**Extracted material**
__________
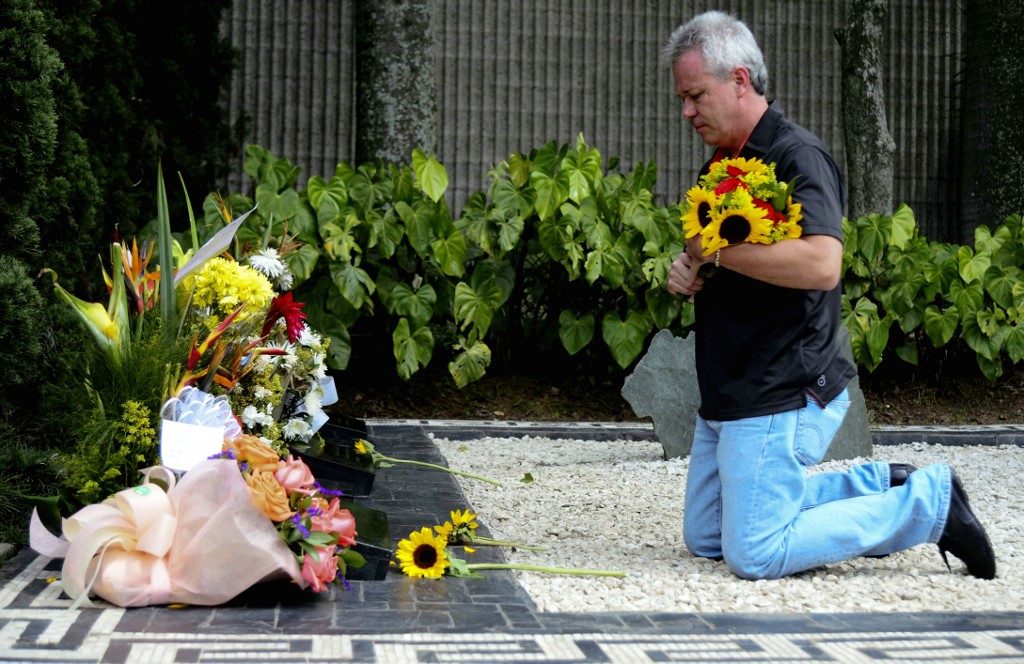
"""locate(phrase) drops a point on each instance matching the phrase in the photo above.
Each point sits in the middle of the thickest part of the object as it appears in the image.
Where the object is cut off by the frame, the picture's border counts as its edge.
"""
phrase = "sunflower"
(698, 211)
(788, 227)
(423, 554)
(734, 225)
(464, 519)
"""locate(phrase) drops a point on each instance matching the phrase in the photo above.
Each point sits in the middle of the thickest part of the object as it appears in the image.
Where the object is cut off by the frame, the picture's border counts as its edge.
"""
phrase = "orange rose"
(268, 495)
(255, 452)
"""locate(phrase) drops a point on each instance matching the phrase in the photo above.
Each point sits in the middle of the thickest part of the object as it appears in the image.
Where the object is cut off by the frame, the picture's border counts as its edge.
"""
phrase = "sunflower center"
(425, 556)
(704, 213)
(735, 229)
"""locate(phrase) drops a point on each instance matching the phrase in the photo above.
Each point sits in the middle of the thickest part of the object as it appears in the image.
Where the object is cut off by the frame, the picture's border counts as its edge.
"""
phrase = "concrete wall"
(514, 74)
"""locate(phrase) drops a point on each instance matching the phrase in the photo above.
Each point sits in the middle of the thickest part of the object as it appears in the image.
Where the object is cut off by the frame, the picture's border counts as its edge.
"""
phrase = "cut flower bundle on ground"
(426, 554)
(382, 461)
(203, 374)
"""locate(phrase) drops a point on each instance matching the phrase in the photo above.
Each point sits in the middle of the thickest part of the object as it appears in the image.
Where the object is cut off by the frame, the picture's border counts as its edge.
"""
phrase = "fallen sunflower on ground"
(382, 461)
(461, 530)
(425, 554)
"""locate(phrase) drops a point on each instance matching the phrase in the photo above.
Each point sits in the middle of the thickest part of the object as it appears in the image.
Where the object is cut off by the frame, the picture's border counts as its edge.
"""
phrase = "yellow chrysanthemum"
(699, 206)
(734, 225)
(790, 229)
(464, 517)
(222, 285)
(423, 554)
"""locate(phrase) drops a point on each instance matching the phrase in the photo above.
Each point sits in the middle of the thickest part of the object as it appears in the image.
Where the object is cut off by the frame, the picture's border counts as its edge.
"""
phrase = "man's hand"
(684, 276)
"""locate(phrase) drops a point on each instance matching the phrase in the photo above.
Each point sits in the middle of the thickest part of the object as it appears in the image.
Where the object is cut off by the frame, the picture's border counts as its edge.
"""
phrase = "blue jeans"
(750, 499)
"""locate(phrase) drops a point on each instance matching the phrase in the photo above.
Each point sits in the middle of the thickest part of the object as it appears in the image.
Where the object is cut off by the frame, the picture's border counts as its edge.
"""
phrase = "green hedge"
(563, 257)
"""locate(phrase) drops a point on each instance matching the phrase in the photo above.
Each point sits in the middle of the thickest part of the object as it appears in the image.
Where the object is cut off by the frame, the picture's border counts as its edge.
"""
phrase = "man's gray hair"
(725, 43)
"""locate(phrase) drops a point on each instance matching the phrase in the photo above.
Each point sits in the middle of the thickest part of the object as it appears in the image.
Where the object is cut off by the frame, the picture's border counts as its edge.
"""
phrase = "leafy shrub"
(555, 250)
(935, 294)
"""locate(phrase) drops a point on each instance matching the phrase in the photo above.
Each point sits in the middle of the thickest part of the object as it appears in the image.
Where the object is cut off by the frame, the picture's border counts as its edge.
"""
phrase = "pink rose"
(318, 574)
(335, 520)
(294, 474)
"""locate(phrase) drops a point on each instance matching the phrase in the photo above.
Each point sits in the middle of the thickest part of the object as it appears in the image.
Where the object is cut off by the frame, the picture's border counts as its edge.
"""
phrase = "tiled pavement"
(473, 620)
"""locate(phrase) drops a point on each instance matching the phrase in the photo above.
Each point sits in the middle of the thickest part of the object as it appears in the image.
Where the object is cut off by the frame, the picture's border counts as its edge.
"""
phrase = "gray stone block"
(664, 386)
(854, 437)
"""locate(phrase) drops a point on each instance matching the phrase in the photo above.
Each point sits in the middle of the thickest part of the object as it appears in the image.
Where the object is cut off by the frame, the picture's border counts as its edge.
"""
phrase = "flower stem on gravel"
(540, 568)
(438, 467)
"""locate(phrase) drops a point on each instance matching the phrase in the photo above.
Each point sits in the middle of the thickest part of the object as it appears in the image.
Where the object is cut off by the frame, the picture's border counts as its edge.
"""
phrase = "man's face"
(710, 105)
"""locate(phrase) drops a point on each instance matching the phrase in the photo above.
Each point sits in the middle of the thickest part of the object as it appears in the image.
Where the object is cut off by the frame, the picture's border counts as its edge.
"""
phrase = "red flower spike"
(284, 306)
(730, 184)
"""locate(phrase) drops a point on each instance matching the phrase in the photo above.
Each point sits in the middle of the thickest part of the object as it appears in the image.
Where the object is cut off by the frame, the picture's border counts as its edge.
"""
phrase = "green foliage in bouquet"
(937, 295)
__________
Can you repeat every record above exactly, apart from the pictures?

"""locate(phrase) drops a point on each instance matching the phrase in the photo above.
Each point sits in the middle of the thickest part of the object as it appears in the image.
Where the object is cut off by the frame, the picture's border counts as its edge.
"""
phrase = "sunflower"
(698, 211)
(788, 227)
(423, 554)
(734, 225)
(464, 519)
"""locate(phrase) drops a point on each instance matching the phrase in the photo above.
Each point sits in the middle of the thickest part of the object as it appears in the image.
Where the object is cut off by the frame, the picture's border counts as its edge.
"""
phrase = "orange rose"
(268, 495)
(255, 452)
"""locate(phrase) drops a point on each instance matching the phrase in the photo above.
Each point sits in the middle of the thickest part of the object as it appears in the image.
Where the object is cut off by the frame, the picture's border counts as its edge.
"""
phrase = "sunflower center"
(425, 556)
(704, 213)
(735, 229)
"""locate(phrase) drops a point on each instance matching the phrase in the photo above.
Each point sits in the middle of the thickest part of the object as it appears in the image.
Where the object is cut off by the frame, the picture's border counts as its edge.
"""
phrase = "concrete wall"
(514, 74)
"""locate(phrase) drops a point on each instance matching the phrase in the photo above.
Each point sits in the middle of the thickest part of the object as it appears in the image.
Where the object is cut off by the frame, the picture's border counts as its edge.
"""
phrase = "cut flower bundle on ground"
(426, 554)
(382, 461)
(203, 374)
"""locate(phrase) drops a point on each instance matching the phrase in the photo above.
Each point sits in the middle of the thickest part of the object as it appears in the image.
Where the object is cut off by the frame, the picture's border counts as its edge.
"""
phrase = "fallen sunflower on ground"
(382, 461)
(461, 530)
(425, 554)
"""locate(phrase) drops a point on each instance matching the phrase in the photo above.
Each point sits in the middle of the thickest part of the object as it appears in the image.
Where the object is cut off by the frame, the picture's border counts as its edge.
"""
phrase = "yellow chrysanthemum"
(699, 206)
(734, 225)
(790, 229)
(464, 517)
(222, 285)
(423, 554)
"""locate(phrase) drops a point on each instance matching the phrase in the photo above.
Each point sits in the middle of the thickest part of the object as it appears in the image.
Where the object is cut off by the frame, the picture's border counts as its edge.
"""
phrase = "man's hand"
(684, 276)
"""locate(phrase) drops a point on each instance matching the phrase in the photo above.
Each point sits in the middle of the thickest part of the object as it appears in the image.
Where the object is cut off by the frame, the picture's border counts as its edge.
"""
phrase = "blue jeans"
(750, 499)
"""locate(phrase) drops a point on each instance matching the phrase in the photo above.
Each point sits in the middle of the thickest part of the object as it appears in the image.
Where the object is cut off by the frame, the picture's border counts as its edge.
"""
phrase = "green hedge"
(563, 257)
"""locate(phrase) drops a point on each instance matching the phrase in the photo above.
Each point sits in the middle of the thickest part of the object as it appears in the image.
Where the object is cut off by the frame, the picture's border counts as its edge.
"""
phrase = "man's gray hair"
(725, 43)
"""locate(phrase) drops a point on each instance matching the phrase in the photo above.
Each point sits in the middle of the thickest part of the object as it appears in the image.
Where the object is cut off by the frame, the picture's border counts as its edge.
"""
phrase = "leafy shrub"
(555, 250)
(935, 294)
"""locate(phrase) drops a point on each instance matching the phrase in the photo above.
Each point sits in the middle of the thickest part of the object as it appears in the image.
Where the object is cut off by the frame, the picture's border counts as its edge.
"""
phrase = "pink rose"
(318, 574)
(335, 520)
(294, 474)
"""locate(phrase) drops a point on each instance matching the phrase in the photo above.
Each point sits in the middle of the thickest part of the object as it appears in the image.
Where the object is cut off by the frame, the picture's border counts as its edge.
"""
phrase = "tiled pavement"
(473, 620)
"""locate(phrase) drops a point on each instance matching the phrase in the photo above.
Each point sits in the middle of the thickest part of the object as it appears in the image.
Where the object is cut off by the frame, the picture's border counts as its edge.
"""
phrase = "gray stone block"
(664, 386)
(854, 437)
"""locate(phrase) drops a point on each instance matching the phrase in the photo above.
Each point sits in the middle of the thickest part of the object as it appears in the image.
Where the object is cut off by the frame, the picture's border counts as its edge.
"""
phrase = "flower stem on gravel"
(540, 568)
(438, 467)
"""locate(phrase) drops a point on each instance matching the phrase in the photo above.
Each point sits in the middle of the thickest part of the object as it appears in the image.
Where the object is cut off by the frame, the picture's border counts as its edge.
"""
phrase = "man's face"
(710, 105)
"""locate(phrase) drops a point on each instance matching the phrase in the photo above.
Each point sits in the middle of the thickest part of the object as it appears in the image.
Where the object is cut off by the frame, the picture's border counts as its edge.
"""
phrase = "red flower spike"
(284, 306)
(730, 184)
"""locate(phrase) drops a point on each instance matching the phrase in the photo above.
Each point sits in the middle of the thickest part of the object as it appears in the image.
Where the object is cut off by the frame, the picture's border counts as its edge.
"""
phrase = "green foliage in bouquet"
(937, 295)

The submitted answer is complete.